→ **Zadania do wykonania**:
[1] Jakiej kwoty zadośćuczynienia za doznaną krzywdę domagała się powódka według fragmentu tekstu?
[2] Wypisz wszystkich sędziów, którzy według fragmentu tekstu zasiadali w składzie Sądu Najwyższego.
[3] Przepisz z fragmentu tekstu część zaczynającą się od „przeciwko Skarbowi Państwa” i ciągnącą się aż do „w postępowaniu kasacyjnym.”, zamieniając przy tym „adwokatowi” na „pełnomocnikowi”.

→ **Fragment tekstu**:
========================================

Pełny tekst orzeczenia

Sygn. akt III CK 485/03
WYROK
W IMIENIU RZECZYPOSPOLITEJ POLSKIEJ
Dnia 29 października 2004 r.
Sąd Najwyższy w składzie :
SSN Józef Frąckowiak (przewodniczący, sprawozdawca)
SSN Zbigniew Kwaśniewski
SSN Zbigniew Strus
w sprawie z powództwa G. K.
przeciwko Skarbowi Państwa Sądowi Okręgowemu
o zadośćuczynienie, odszkodowanie i rentę,
po rozpoznaniu w Izbie Cywilnej w dniu 29 października 2004 r.,
na rozprawie
kasacji powódki od wyroku Sądu Apelacyjnego
z dnia 11 kwietnia 2003 r.,
oddala kasację i przyznaje adwokatowi M.M. (kancelaria
adwokacka w T.) od Skarbu Państwa-Sądu Okręgowego
kwotę 3600 zł (trzy tysiące sześćset złotych) tytułem
nieopłaconych kosztów pomocy prawnej udzielonej z urzędu
w postępowaniu kasacyjnym.
2
Uzasadnienie
Po sprecyzowaniu w dniu 25 maja 2002 r. żądania pozwu (wniesionego
24 sierpnia 2001 r.), powódka G. K. domagała się zasądzenia od pozwanego
Skarbu Państwa -Prezesa Sądu Okręgowego: kwoty 86.000 zł tytułem
odszkodowania, kwoty 440.000 zł tytułem zadośćuczynienia za doznaną
krzywdę, renty uzupełniającej w wysokości 5000 zł miesięcznie, a także wniosła
o ustalenie odpowiedzialności strony pozwanej za szkody, jakie mogą dla
powódki wyniknąć w przyszłości. W uzasadnieniu tych żądań powódka
podniosła, że jej zdaniem Sąd Rejonowy bezprawnie w dniu 21 października
1998 r. nadał klauzulę wykonalności tytułowi egzekucyjnemu w postaci
postanowienia w przedmiocie podziału dorobku, naruszając art. 786 § 1 k.p.c.
Nadanie wspomnianej klauzuli nastąpić miało, według powódki, wbrew
sentencji tytułu egzekucyjnego, bo przed upływem wskazanego w nim terminu
do opuszczenia przez powódkę lokalu mieszkalnego. Według powódki takie
działanie Sądu i przeprowadzona w jego następstwie egzekucja komornicza
spowodować miały po stronie powódki szczegółowo wyliczone przez nią ( a
składające się na wymienioną wyżej sumę 86.000 zł) szkody, między innymi z
racji zaciągniętej pożyczki na zakup innego mieszkania, kosztów jego
urządzenia i wyremontowania oraz innych działań, które powódka była
zmuszona podjąć. Nadanie klauzuli wykonalności, i przeprowadzona w
następstwie tego egzekucja ( eksmisja), miały też wpłynąć na pogorszenie się
stanu zdrowia powódki, co uzasadnia zasądzenie zadośćuczynienia, renty oraz
ustalenia odpowiedzialności pozwanego na przyszłość.

========================================

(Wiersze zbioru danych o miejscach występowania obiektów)
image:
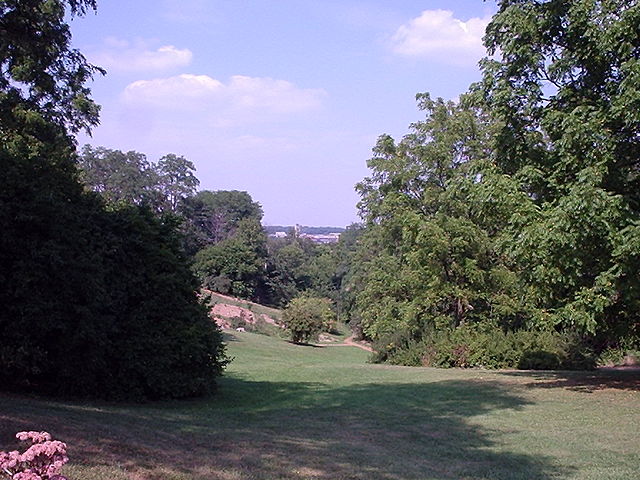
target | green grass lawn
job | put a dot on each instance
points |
(293, 412)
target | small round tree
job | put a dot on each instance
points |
(306, 317)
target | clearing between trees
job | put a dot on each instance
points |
(286, 411)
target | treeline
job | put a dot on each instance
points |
(96, 295)
(222, 235)
(504, 229)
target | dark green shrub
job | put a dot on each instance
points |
(485, 345)
(539, 360)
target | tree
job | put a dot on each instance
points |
(176, 179)
(564, 90)
(215, 216)
(40, 72)
(235, 266)
(427, 259)
(96, 300)
(121, 177)
(306, 317)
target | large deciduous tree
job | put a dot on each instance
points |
(96, 301)
(565, 90)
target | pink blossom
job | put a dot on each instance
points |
(9, 460)
(35, 437)
(43, 460)
(27, 475)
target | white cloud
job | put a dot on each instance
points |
(239, 97)
(118, 55)
(438, 35)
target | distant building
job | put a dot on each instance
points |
(322, 238)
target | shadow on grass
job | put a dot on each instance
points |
(587, 382)
(266, 430)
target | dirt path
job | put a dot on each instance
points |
(350, 342)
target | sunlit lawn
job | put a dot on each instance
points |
(293, 412)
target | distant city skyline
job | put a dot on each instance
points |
(284, 100)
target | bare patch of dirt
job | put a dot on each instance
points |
(222, 313)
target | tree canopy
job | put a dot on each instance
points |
(96, 300)
(516, 208)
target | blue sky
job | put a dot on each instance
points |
(281, 98)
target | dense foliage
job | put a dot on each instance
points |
(306, 317)
(97, 299)
(517, 209)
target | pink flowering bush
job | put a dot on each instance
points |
(43, 460)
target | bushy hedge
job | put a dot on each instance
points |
(486, 346)
(96, 302)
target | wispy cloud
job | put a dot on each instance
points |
(240, 98)
(117, 55)
(438, 35)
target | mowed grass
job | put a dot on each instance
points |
(293, 412)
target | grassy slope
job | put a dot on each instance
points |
(292, 412)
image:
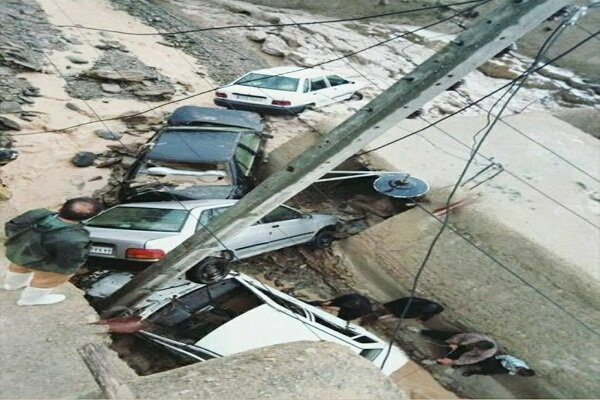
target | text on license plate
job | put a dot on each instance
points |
(101, 250)
(250, 98)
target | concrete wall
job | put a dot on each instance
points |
(481, 295)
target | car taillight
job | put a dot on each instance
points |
(144, 254)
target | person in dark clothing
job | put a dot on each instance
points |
(46, 249)
(501, 364)
(350, 306)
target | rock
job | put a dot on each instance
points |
(73, 106)
(109, 162)
(157, 91)
(107, 134)
(31, 92)
(83, 159)
(145, 119)
(111, 88)
(26, 100)
(8, 107)
(496, 69)
(7, 124)
(7, 155)
(5, 193)
(112, 75)
(72, 40)
(257, 36)
(77, 60)
(275, 46)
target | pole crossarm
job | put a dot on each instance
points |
(491, 34)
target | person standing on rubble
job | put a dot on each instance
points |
(46, 248)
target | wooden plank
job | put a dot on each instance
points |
(105, 372)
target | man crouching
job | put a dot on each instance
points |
(46, 249)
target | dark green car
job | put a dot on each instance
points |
(202, 153)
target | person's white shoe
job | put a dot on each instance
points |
(16, 280)
(33, 296)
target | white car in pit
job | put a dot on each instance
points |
(237, 314)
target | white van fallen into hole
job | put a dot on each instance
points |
(237, 314)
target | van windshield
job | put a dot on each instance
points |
(141, 219)
(269, 82)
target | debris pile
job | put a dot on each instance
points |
(117, 73)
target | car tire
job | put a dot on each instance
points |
(356, 96)
(322, 239)
(209, 270)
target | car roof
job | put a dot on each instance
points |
(247, 331)
(208, 116)
(194, 146)
(181, 205)
(294, 72)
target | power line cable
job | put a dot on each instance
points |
(380, 43)
(216, 28)
(543, 50)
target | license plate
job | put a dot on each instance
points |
(106, 251)
(251, 99)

========================================

→ **Oczekiwane odpowiedzi**:
[1] Powódka domagała się kwoty 440.000 zł tytułem zadośćuczynienia za doznaną krzywdę.

[2] Józef Frąckowiak, Zbigniew Kwaśniewski, Zbigniew Strus

[3]
przeciwko Skarbowi Państwa Sądowi Okręgowemu
o zadośćuczynienie, odszkodowanie i rentę,
po rozpoznaniu w Izbie Cywilnej w dniu 29 października 2004 r.,
na rozprawie
kasacji powódki od wyroku Sądu Apelacyjnego
z dnia 11 kwietnia 2003 r.,
oddala kasację i przyznaje pełnomocnikowi M.M. (kancelaria
adwokacka w T.) od Skarbu Państwa-Sądu Okręgowego
kwotę 3600 zł (trzy tysiące sześćset złotych) tytułem
nieopłaconych kosztów pomocy prawnej udzielonej z urzędu
w postępowaniu kasacyjnym.